CONSEGNA
Nell'articolo su Salvini e Meloni, individuare le regioni associate ai risultati elettorali e riportare per ognuna la valutazione indicata nel testo.

━━━━━ ESTRATTO DEL DOCUMENTO ━━━━━

Manovre per le europeeSalvini si atteggia a Capo Cantiere d’Italia, ma Meloni è pronta a tenerlo a bada

Il leader della Lega accelera sulla questione migranti, vince sull’Enel, considera roba sua le infrastrutture e va in difesa del balneari. Ma dopo l’estate, quando si faranno i conti dei margini di bilancio effettivi, le cose potrebbero cambiare

(La Presse)

Matteo Salvini alla riscossa è convinto di avere ritrovato quel tocco politico che aveva quando la Lega macinava consensi attorno al 30 per cento nei non lontani anni 2019-20. Magari non è così velleitario (anche lui ha senso della realtà), ma il leghista venerdì scorso al Consiglio federale di via Bellerio è apparso euforico per avere inanellato una serie di risultati che lo fanno ben sperare. Un buon risultato in Lombardia, uno ottimo in Friuli Venezia Giulia, discreto ma meno peggio del previsto nel Lazio. Poi quello che considera il suo capolavoro: avere strappato a Giorgia Meloni l’Enel e piazzato qua e là nelle partecipate suoi uomini di riferimento. Ha dimostrato ai suoi elettori, e in particolare alla nomenclatura nazionale e periferica del partito, che Matteo c’è, tonico come ai vecchi tempi e che non conviene a nessuno lasciare il Carroccio per saltare sul carro di Fratelli d’Italia.

Ha la presunzione di avere ridimensionato la premier, che in effetti è costretta a seguire l’alleato sul terreno della stretta ai migranti, accettando di eliminare progressivamente i permessi di soggiorno per protezione umanitaria. Del resto faceva parte del programma elettorale, ma il Capo dello Stato ha avuto da ridire e allora Meloni, in modalità moderata centrista, cerca di farlo a piccoli passi. Salvini invece spinge sull’acceleratore indentitario e disumano, affermando che i problemi nei Paesi d’origine sono tutte scuse che accampano i migranti per giustificare l’arrivo clandestino in Italia e restarci. Senza considerare che il risultato è di formare piccoli eserciti di clandestini che non possono integrarsi, cercare lavoro, affittare una casa. Mentre nulla viene fatto dal governo per adeguare, con appositi decreti, i flussi regolari alle esigenze espresse dalle aziende italiane.

Salvini, come è sua abitudine, rischia di strafare. Anche sulle nomine ha impedito che Donnarumma vada a Rfi, società della rete ferroviaria che vale 24 miliardi del Pnrr e sarà protagonista insieme ad Anas della costruzione del ponte di Messina. Si sente il Capo Cantiere d’Italia e le infrastrutture le considera roba sua. Ora sta andando alla carica contro l’Europa in difesa del balneari. Mercoledì dovrebbe arrivare il parere della Commissione europea, anticamera della procedura di infrazione a carico dell’Italia per la proroga delle concessioni balneari. La Lega vuole assolutamente accelerare la mappatura delle concessioni prevista dal decreto milleproroghe.

━━━━━ DATI ━━━━━

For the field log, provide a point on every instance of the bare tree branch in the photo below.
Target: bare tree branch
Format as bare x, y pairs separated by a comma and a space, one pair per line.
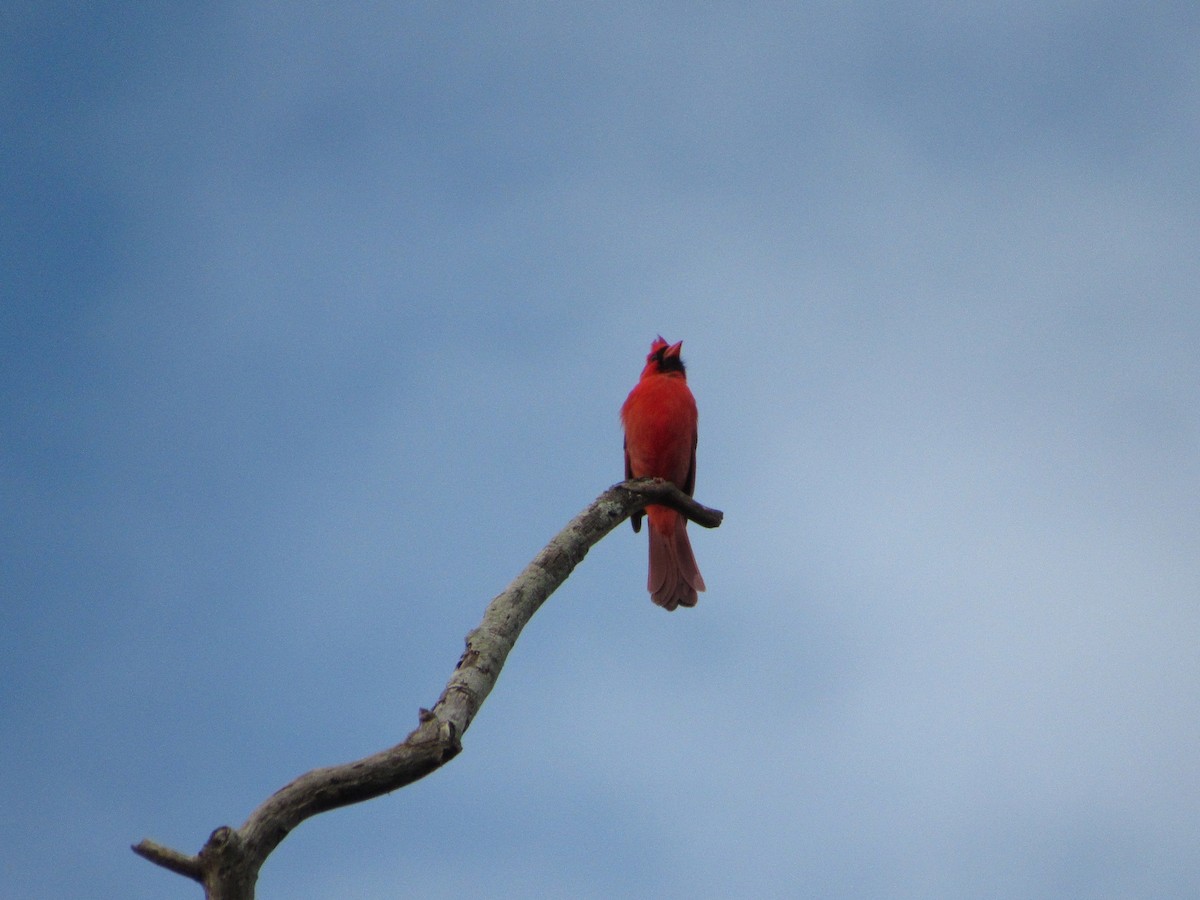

━━━━━

RISPOSTA
- Lombardia: un buon risultato
- Friuli Venezia Giulia: un risultato ottimo
- Lazio: un risultato discreto ma meno peggio del previsto